* _Provided entries_
◇ ◇ ◇
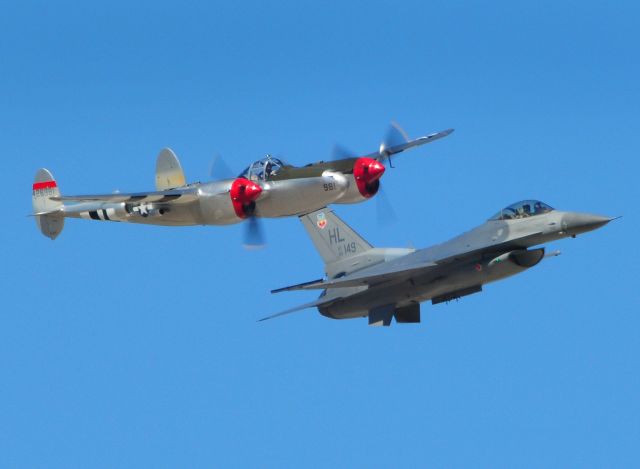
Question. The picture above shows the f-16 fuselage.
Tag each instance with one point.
(394, 282)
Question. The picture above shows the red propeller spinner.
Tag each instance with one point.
(367, 173)
(244, 194)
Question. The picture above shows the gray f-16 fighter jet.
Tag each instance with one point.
(363, 281)
(267, 188)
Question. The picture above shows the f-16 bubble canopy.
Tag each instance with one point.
(522, 209)
(263, 169)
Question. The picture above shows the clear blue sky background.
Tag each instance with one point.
(134, 346)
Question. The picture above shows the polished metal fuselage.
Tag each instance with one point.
(213, 204)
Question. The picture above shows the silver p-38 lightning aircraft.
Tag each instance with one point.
(268, 188)
(363, 281)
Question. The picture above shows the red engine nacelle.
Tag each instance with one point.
(244, 194)
(367, 173)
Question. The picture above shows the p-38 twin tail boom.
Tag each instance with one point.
(268, 188)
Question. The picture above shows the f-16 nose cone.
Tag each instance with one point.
(376, 170)
(576, 223)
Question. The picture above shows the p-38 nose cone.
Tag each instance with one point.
(576, 223)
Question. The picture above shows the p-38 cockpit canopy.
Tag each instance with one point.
(263, 169)
(522, 209)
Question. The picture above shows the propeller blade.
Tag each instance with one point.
(218, 169)
(253, 234)
(395, 136)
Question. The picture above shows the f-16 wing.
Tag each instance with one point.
(404, 270)
(320, 301)
(174, 196)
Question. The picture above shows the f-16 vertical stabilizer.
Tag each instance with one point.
(49, 213)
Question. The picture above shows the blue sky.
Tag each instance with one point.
(134, 346)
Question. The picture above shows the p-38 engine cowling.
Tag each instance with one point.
(244, 194)
(365, 181)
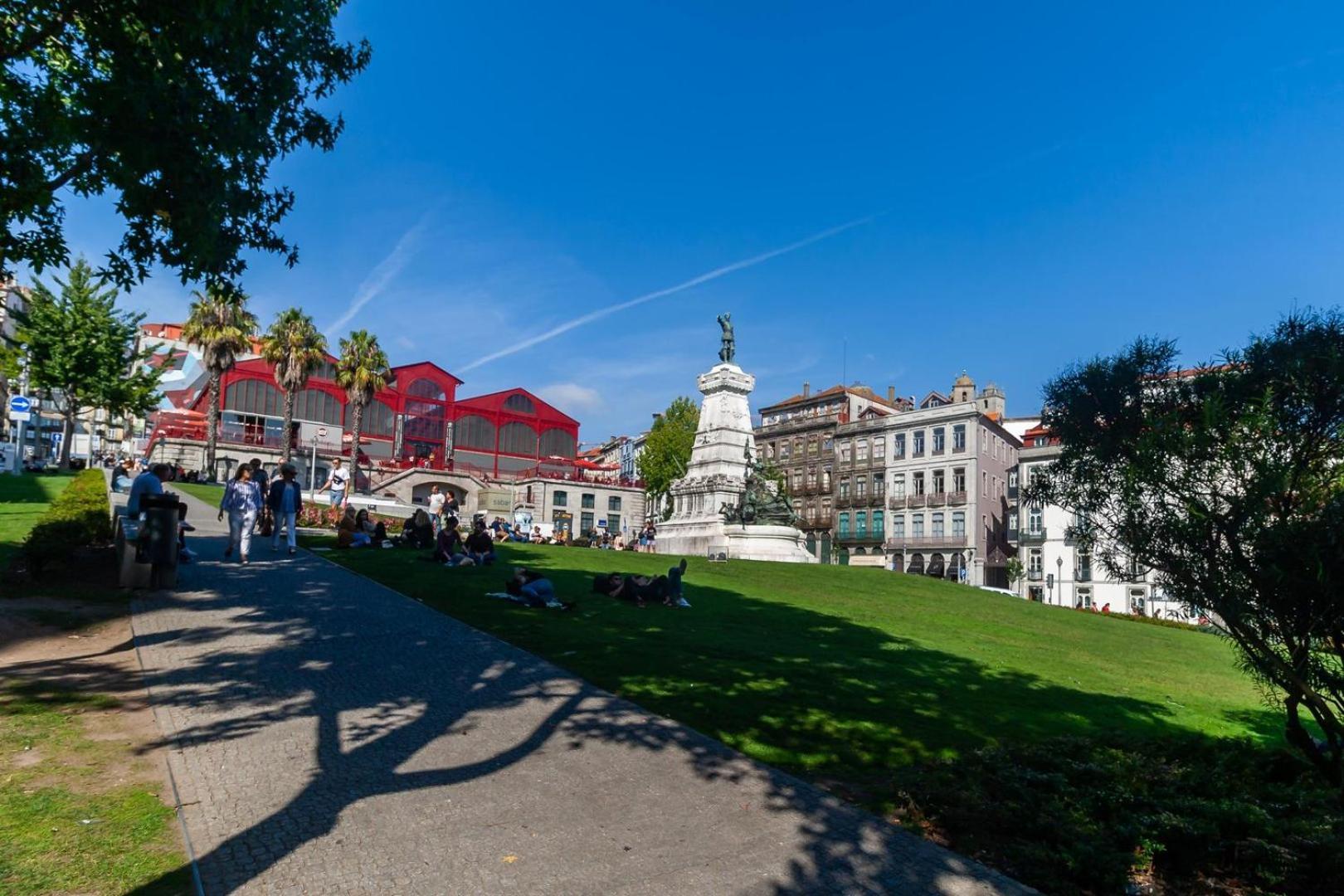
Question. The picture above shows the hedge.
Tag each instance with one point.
(78, 518)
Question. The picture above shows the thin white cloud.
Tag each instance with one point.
(382, 275)
(648, 297)
(572, 397)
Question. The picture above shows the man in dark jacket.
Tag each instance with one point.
(285, 501)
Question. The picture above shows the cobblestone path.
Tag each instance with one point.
(329, 735)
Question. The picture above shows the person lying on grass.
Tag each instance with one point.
(449, 548)
(418, 529)
(533, 590)
(480, 547)
(641, 589)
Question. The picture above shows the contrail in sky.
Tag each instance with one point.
(383, 273)
(648, 297)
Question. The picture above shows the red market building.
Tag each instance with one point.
(417, 421)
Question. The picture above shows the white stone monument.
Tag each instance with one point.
(717, 477)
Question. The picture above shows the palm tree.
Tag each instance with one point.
(221, 324)
(360, 371)
(295, 348)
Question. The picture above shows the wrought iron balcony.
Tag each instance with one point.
(1030, 536)
(929, 543)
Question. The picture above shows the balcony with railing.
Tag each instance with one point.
(929, 543)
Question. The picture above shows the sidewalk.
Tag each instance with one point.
(331, 735)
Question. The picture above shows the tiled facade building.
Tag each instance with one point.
(921, 488)
(926, 490)
(797, 437)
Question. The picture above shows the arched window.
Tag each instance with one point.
(518, 438)
(254, 397)
(379, 419)
(519, 403)
(318, 406)
(475, 431)
(558, 442)
(426, 388)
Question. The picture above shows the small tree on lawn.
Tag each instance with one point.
(1229, 483)
(295, 348)
(82, 353)
(362, 371)
(668, 448)
(223, 328)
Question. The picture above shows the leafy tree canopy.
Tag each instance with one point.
(177, 108)
(668, 448)
(1227, 481)
(81, 351)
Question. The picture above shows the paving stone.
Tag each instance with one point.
(316, 720)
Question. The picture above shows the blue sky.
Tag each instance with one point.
(1036, 183)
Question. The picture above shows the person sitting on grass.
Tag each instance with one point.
(480, 547)
(449, 548)
(375, 531)
(418, 531)
(535, 590)
(641, 589)
(348, 533)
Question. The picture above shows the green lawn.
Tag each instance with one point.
(845, 674)
(23, 500)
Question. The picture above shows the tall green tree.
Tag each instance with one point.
(82, 353)
(222, 327)
(667, 450)
(295, 348)
(362, 371)
(1225, 480)
(178, 109)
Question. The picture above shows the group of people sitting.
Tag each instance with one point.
(533, 590)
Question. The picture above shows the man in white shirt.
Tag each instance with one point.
(436, 507)
(338, 481)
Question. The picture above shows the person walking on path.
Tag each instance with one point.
(338, 481)
(242, 503)
(285, 501)
(436, 508)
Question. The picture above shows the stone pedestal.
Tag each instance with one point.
(717, 476)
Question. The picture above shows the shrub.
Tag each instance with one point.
(1186, 813)
(78, 518)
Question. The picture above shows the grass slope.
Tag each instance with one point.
(843, 674)
(23, 500)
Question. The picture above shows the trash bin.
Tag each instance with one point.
(158, 538)
(130, 571)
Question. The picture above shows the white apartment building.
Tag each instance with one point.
(1057, 570)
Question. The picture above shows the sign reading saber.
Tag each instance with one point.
(21, 407)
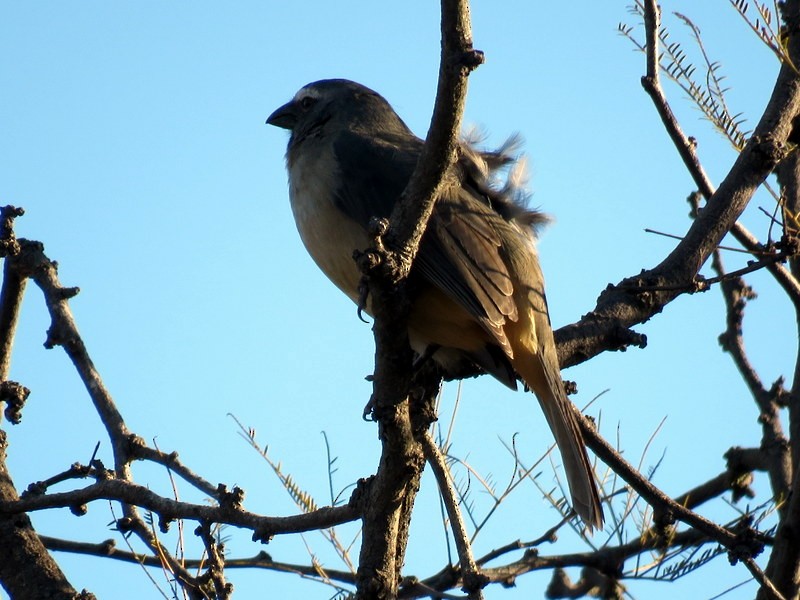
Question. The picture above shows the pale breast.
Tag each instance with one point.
(327, 233)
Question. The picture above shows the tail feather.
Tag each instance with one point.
(558, 411)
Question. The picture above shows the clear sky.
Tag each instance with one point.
(133, 135)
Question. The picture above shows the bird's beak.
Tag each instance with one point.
(285, 117)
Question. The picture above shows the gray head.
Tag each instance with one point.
(334, 104)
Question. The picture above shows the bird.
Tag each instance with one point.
(476, 287)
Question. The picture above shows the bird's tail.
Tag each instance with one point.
(549, 389)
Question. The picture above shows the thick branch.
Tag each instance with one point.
(622, 306)
(167, 509)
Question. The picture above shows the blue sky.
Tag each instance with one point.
(133, 135)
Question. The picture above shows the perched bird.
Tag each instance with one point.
(476, 288)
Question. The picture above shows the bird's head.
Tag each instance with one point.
(332, 105)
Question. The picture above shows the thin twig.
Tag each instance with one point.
(473, 582)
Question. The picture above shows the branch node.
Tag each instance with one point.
(230, 500)
(472, 59)
(14, 395)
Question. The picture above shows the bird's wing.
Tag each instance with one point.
(461, 252)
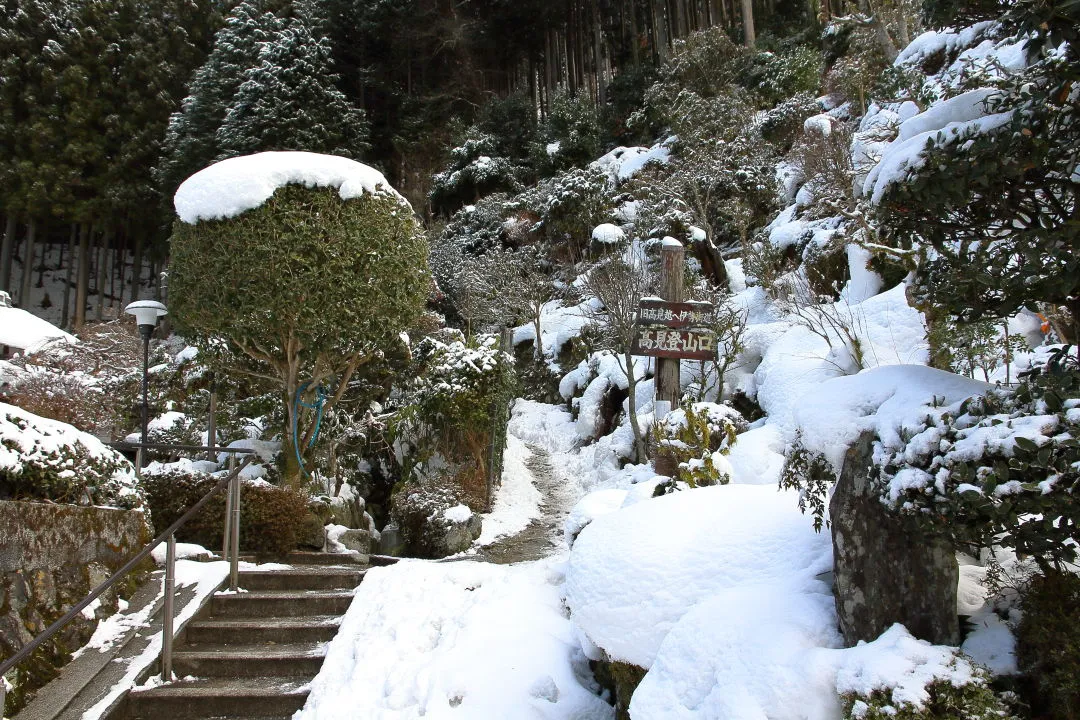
◇ ◇ ◇
* _Instruction_
Copy every one of the records above word for word, leaving the pictures out.

* _Reply_
Question. The picture above shows the f-16 fuselage.
Tag each instance with one point.
(394, 282)
Question. The picture above shows the red propeller spinner.
Tag each instance with one point.
(367, 173)
(244, 194)
Question. The picture above shows the gray f-16 fighter jet.
Tag each instance with one point.
(363, 281)
(267, 188)
Question. The picture above shows the f-16 bubble canopy.
Tag each instance with one point.
(522, 209)
(263, 169)
Question. The picture above shows the clear blue sky background.
Tag each instance with one point.
(134, 346)
Question. The picture above shows the polished metal fuselage.
Tag each instance with one point.
(213, 204)
Question. The picture above shows the silver p-38 lightning aircraft.
Tag each instance with one point.
(268, 188)
(363, 281)
Question. The picture above shows the red engine nacelle.
Tag each instance with one point.
(244, 194)
(367, 173)
Question. The picture above shows the p-38 twin tail boom.
Tag each instance with one point.
(268, 188)
Question. The picture above shows the f-16 nose cone.
Tag each instance with one point.
(376, 170)
(576, 223)
Question. The picture above shows the p-38 nose cone.
Tag each instance with one point.
(576, 223)
Question. The picture above shows the p-38 cockpit canopy.
Tag each instance with one point.
(263, 169)
(522, 209)
Question. The picture above shows the propeller blade.
Tag each instance with one point.
(218, 169)
(253, 234)
(395, 136)
Question. The picture above shows the f-16 wing.
Tag each instance with one point.
(404, 270)
(320, 301)
(174, 196)
Question. The picture above shows the f-16 vertical stabilizer.
Tag each instance with one point.
(49, 213)
Question. The picture above shows the blue sky.
Tag each instance with one point.
(134, 346)
Question. The picture above shows the p-38 engine cowling.
Tag each instance with one point.
(244, 194)
(365, 181)
Question. The picture above shows the hedge.
Tag each instance with one point.
(78, 518)
Question. The picture above shows the thin white cloud.
Tag each instance with one point.
(382, 275)
(648, 297)
(572, 397)
Question. The picture above shows the man in dark jacket.
Tag each instance with one point.
(285, 501)
Question. The picture above shows the cobblestone path.
Tag each instance with one point.
(329, 735)
Question. The picture above shows the person lying on grass.
Tag each instance with one point.
(449, 548)
(418, 529)
(533, 590)
(480, 547)
(641, 589)
Question. The picture above shows the contrail in sky.
Tag each instance with one point.
(383, 273)
(648, 297)
Question. The picture above shows the red market building.
Tag each instance with one point.
(417, 421)
Question. The picture above shows the white stone monument.
Tag each instance with one point.
(717, 477)
Question. The picture above shows the palm tree.
Tag each instance with one point.
(221, 324)
(360, 371)
(295, 348)
Question. The picture above shows the wrought iron balcony.
Tag each instance with one point.
(1030, 536)
(929, 543)
Question. The picture above shows the balcony with railing.
Tag each instance with one point.
(929, 543)
Question. The picture above shows the sidewalk.
Tag each instance with one point.
(331, 735)
Question. The picture above shows the tiled facade building.
Tag each instance with one point.
(921, 488)
(926, 490)
(797, 437)
Question. The picture above shows the arched window.
Tag each instance with one point.
(518, 438)
(254, 397)
(379, 419)
(519, 403)
(318, 406)
(475, 431)
(558, 442)
(426, 388)
Question. The picture above shows the small tree on lawn.
Tag each instance with one point.
(1229, 483)
(295, 348)
(82, 353)
(362, 371)
(668, 448)
(223, 328)
Question. The picture above shows the leafy tree canopy.
Tag each instance with one point.
(177, 108)
(668, 448)
(1227, 481)
(81, 351)
Question. The picture above shows the paving stone.
Tag each instance with one point.
(316, 720)
Question. The picture above shows the blue sky.
Tag each instance with one point.
(1036, 183)
Question. The picture above shows the person sitting on grass.
Tag each instance with one point.
(480, 547)
(449, 548)
(375, 531)
(418, 531)
(535, 590)
(641, 589)
(348, 533)
Question. The picture above shows the green lawn.
Tag each instance with one point.
(845, 674)
(23, 500)
Question. The picture above shows the tall green tree.
Tag each instance with one point.
(82, 353)
(222, 327)
(667, 450)
(295, 348)
(362, 371)
(1225, 480)
(178, 109)
Question. The picture above shows the group of people sitting.
Tag each instance with one point.
(533, 590)
Question. The picture above shows the man in white shirt.
Tag each instance with one point.
(436, 507)
(338, 481)
Question. The picture above shows the person walking on path.
Tag each instance with one point.
(338, 481)
(242, 503)
(285, 501)
(436, 508)
Question. The picture above shows the stone pedestal.
Tag each instance with one point.
(717, 476)
Question. The picture above shows the shrub.
Tag each instance with one point.
(1186, 813)
(78, 518)
Question. The picture above shows the grass slope.
Tag each instance with one point.
(843, 674)
(23, 500)
Question. The picture above shows the trash bin.
Tag each instance with one point.
(158, 538)
(130, 571)
Question. The picture above shows the white apartment building.
Tag each instance with one point.
(1057, 570)
Question. The picture above shows the sign reading saber.
Tag each instance with one point.
(21, 407)
Question. The picture above shows the pale breast.
Tag each instance with one point.
(327, 233)
Question. The picture above shows the tail feather.
Tag each instance with one point.
(558, 411)
Question. The picture above shows the clear sky.
Tag each instance with one point.
(133, 135)
Question. The picture above shows the bird's beak.
Tag each instance with one point.
(285, 117)
Question. The picture above shows the gray head.
Tag each instance with one point.
(334, 104)
Question. The picture above shows the bird.
Tag each instance with one point.
(476, 287)
Question. The picture above shows the bird's tail.
Tag each instance with one point.
(549, 389)
Question. The picture above shows the thick branch.
Tag each instance with one point.
(622, 306)
(167, 509)
Question. The picture above shows the blue sky.
Tag each instance with one point.
(133, 135)
Question. The picture above shows the perched bird.
Tag each instance with one point.
(476, 288)
Question. The picture above shows the bird's head.
Tag each instance with one point.
(332, 105)
Question. The picture above shows the thin twig.
Tag each instance with one point.
(473, 582)
Question. The picture above shows the branch node.
Tag each instance with one point.
(230, 500)
(472, 59)
(14, 395)
Question. The picture above shows the bird's wing.
Tag each instance with one point.
(461, 252)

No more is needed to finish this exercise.